WHAT TO PRODUCE: Give each entry back by retyping it exactly as written.

DATA FOR REVIEW:
============================================================

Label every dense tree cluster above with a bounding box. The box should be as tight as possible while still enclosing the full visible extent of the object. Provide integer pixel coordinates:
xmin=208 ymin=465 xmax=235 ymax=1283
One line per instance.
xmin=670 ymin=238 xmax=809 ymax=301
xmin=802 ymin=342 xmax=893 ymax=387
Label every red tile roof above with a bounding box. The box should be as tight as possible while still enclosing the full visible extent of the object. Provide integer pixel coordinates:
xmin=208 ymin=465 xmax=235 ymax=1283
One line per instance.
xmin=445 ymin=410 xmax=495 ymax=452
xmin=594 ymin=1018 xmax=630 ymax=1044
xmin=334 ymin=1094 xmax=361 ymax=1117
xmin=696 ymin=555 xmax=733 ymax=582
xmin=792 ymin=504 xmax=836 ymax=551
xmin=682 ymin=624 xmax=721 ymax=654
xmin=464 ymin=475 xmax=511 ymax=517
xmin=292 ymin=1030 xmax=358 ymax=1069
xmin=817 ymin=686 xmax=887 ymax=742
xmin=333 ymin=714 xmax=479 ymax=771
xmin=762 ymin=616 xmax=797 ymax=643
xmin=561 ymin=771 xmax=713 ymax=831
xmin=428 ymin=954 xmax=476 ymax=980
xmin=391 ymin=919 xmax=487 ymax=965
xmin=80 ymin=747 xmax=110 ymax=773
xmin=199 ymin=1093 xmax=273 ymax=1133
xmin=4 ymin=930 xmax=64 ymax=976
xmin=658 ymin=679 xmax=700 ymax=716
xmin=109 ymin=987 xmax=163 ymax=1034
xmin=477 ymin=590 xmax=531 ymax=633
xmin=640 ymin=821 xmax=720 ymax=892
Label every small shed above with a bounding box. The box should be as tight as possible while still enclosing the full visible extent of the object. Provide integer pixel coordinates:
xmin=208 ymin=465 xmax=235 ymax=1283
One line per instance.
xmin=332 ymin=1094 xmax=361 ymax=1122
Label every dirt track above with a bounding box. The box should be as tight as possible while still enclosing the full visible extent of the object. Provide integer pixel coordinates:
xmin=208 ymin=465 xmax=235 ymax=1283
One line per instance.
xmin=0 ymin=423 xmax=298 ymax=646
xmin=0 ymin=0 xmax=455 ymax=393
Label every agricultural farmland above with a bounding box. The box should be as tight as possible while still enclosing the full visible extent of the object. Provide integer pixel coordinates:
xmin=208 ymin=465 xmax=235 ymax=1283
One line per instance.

============================================================

ANSWER TO THE EXERCISE:
Label every dense tree cluster above with a bounding box. The box should be as tight as possible while still enclosing the full visible extent of the object. Provide integer pixel coordinates:
xmin=208 ymin=465 xmax=235 ymax=1283
One line per instance.
xmin=670 ymin=238 xmax=809 ymax=301
xmin=802 ymin=342 xmax=893 ymax=387
Label every red tile roof above with a bounding box. The box should be as tight as possible while still enclosing the full visible extent of the object. Provide integer pixel coordinates:
xmin=208 ymin=465 xmax=235 ymax=1283
One line per instance.
xmin=445 ymin=410 xmax=495 ymax=452
xmin=594 ymin=1018 xmax=630 ymax=1044
xmin=334 ymin=1094 xmax=361 ymax=1117
xmin=696 ymin=555 xmax=733 ymax=582
xmin=792 ymin=504 xmax=836 ymax=551
xmin=682 ymin=624 xmax=721 ymax=654
xmin=464 ymin=475 xmax=511 ymax=517
xmin=292 ymin=1030 xmax=358 ymax=1069
xmin=817 ymin=686 xmax=887 ymax=742
xmin=333 ymin=714 xmax=479 ymax=771
xmin=762 ymin=616 xmax=797 ymax=643
xmin=561 ymin=771 xmax=713 ymax=831
xmin=428 ymin=954 xmax=476 ymax=980
xmin=391 ymin=919 xmax=487 ymax=965
xmin=80 ymin=747 xmax=110 ymax=773
xmin=199 ymin=1093 xmax=273 ymax=1133
xmin=4 ymin=930 xmax=64 ymax=976
xmin=658 ymin=679 xmax=700 ymax=716
xmin=109 ymin=987 xmax=163 ymax=1034
xmin=477 ymin=590 xmax=531 ymax=633
xmin=640 ymin=821 xmax=720 ymax=892
Label every small shed above with a bounding box. The box should be as tight as possible while still enclosing the full visible extent of the object. Provide integer pixel coordinates:
xmin=208 ymin=465 xmax=235 ymax=1283
One line per instance.
xmin=332 ymin=1094 xmax=361 ymax=1122
Label every dirt track above with a bounding box. The box should be as tight as possible while still enclosing the full visible extent of the object. Provide integer pixel coordinates:
xmin=208 ymin=465 xmax=235 ymax=1283
One line per instance.
xmin=0 ymin=423 xmax=298 ymax=646
xmin=0 ymin=0 xmax=455 ymax=393
Label every agricultural farmland above with a bounding box. The box should be as tight as possible while still enclosing the full visible extent of the object. Provide integer pixel coordinates:
xmin=208 ymin=465 xmax=235 ymax=1283
One line per instance.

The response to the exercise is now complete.